Prompt A - In the post on writing testable code in Python, which module does the author use to write a unit test for the find_definition function?

Given passage -
--------

How To Write Testable Code in Python

So, a few weeks back, I stumbled upon this awesome talk by Brandon Rhodes. I was so hooked that I couldn't resist the temptation to dive right into the example he shared and jot down my learnings.

One key takeaway I've learned is the importance of separating I/O operations (i.e. network requests, database calls, etc.) from the core logic of our code. By doing so, we can make our code more modular and testable.

I won't be delving into the intricacies of Clean Architecture or Clean Code in this blog post. While those concepts hold their own value, I want to focus on something that you can put into use immediately.

Let's dive right into an example that will serve as our starting point. This example is taken directly from Brandon Rhodes' slides, which you can find here.

Exploring the find_definition Function

Imagine we have a Python function called find_definition that performs data processing and involves making HTTP requests to an external API.

import requests                      # Listing 1
from urllib.parse import urlencode

def find_definition(word):
    q = 'define ' + word
    url = 'http://api.duckduckgo.com/?'
    url += urlencode({'q': q, 'format': 'json'})
    response = requests.get(url)     # I/O
    data = response.json()           # I/O
    definition = data[u'Definition']
    if definition == u'':
        raise ValueError('that is not a word')
    return definition

Writing our first test

To write a unit test for the find_definition function, we can utilize Python's built-in unittest module. Here's an example of how we can approach it:

import unittest
from unittest.mock import patch

class TestFindDefinition(unittest.TestCase):
    @patch('requests.get')

--------

Given information -
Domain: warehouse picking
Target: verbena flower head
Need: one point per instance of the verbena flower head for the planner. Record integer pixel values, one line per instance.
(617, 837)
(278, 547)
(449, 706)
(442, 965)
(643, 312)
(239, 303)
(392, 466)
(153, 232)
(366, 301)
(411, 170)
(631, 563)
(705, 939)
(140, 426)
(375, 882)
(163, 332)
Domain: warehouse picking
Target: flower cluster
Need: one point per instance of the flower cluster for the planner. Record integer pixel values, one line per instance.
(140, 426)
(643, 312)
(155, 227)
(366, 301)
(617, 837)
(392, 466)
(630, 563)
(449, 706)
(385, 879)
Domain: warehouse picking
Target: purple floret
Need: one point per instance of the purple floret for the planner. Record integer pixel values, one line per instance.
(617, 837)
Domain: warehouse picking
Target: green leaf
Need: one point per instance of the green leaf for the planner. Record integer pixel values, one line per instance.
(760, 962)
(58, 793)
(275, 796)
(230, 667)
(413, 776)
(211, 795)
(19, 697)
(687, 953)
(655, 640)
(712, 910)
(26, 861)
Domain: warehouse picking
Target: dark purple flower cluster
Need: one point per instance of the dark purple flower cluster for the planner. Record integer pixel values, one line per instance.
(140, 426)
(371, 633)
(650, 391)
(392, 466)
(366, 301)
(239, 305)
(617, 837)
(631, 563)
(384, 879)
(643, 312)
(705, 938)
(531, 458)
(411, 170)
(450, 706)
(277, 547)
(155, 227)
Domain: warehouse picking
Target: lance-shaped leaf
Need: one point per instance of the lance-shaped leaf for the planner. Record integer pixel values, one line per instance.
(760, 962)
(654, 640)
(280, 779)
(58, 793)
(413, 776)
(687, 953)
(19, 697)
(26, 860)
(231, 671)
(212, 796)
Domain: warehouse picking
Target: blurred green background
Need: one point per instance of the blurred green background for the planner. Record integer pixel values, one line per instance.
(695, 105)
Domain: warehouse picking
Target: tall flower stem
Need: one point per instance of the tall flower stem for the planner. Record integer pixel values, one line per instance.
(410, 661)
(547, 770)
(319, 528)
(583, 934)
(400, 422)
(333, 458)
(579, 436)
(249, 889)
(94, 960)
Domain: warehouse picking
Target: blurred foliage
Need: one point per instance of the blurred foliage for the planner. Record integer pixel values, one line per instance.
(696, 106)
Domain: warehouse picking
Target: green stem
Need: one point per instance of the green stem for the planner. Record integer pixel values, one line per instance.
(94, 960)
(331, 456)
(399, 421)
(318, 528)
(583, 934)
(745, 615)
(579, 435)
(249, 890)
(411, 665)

--------

Prompt B - Please locate every line in the records that contains the string "stem" and copy each one out. Case counts.

Final result A - Python's built-in unittest module.

Final result B -
Target: tall flower stem
Need: one point per instance of the tall flower stem for the planner. Record integer pixel values, one line per instance.
Target: green stem
Need: one point per instance of the green stem for the planner. Record integer pixel values, one line per instance.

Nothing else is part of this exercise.